What this task involves =>
Write out all of the material below character for character, leaving out any pictures.

Data supplied =>
========================
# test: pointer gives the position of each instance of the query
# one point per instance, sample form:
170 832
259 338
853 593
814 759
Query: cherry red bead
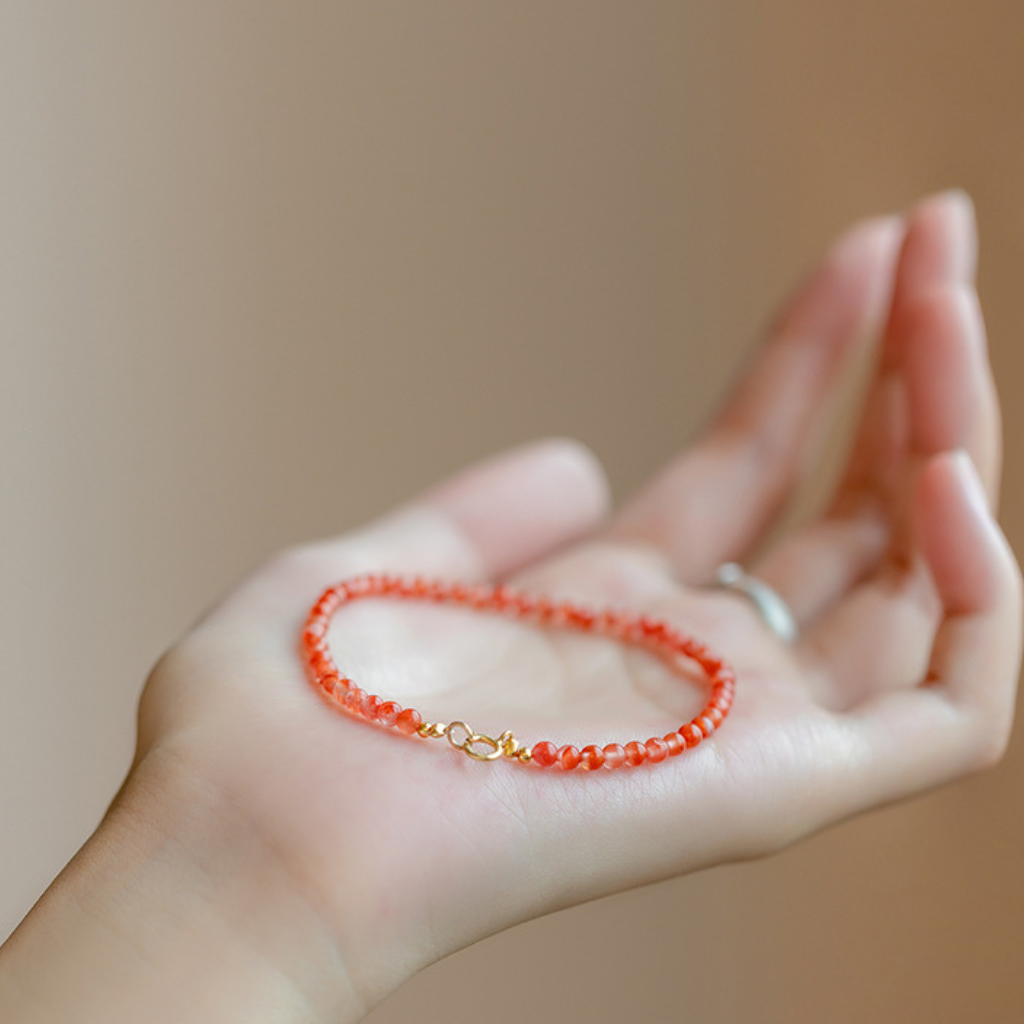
614 756
636 754
544 754
705 725
675 743
568 757
642 630
409 720
691 734
388 713
353 699
657 750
========================
Solution to this exercise =>
# test: pointer gives the position of each instance of the query
# one point per instance, sample form:
170 832
259 338
853 593
814 759
Query: cherry red bead
614 756
636 754
544 754
705 725
675 743
568 757
642 630
409 720
691 734
388 713
353 699
657 750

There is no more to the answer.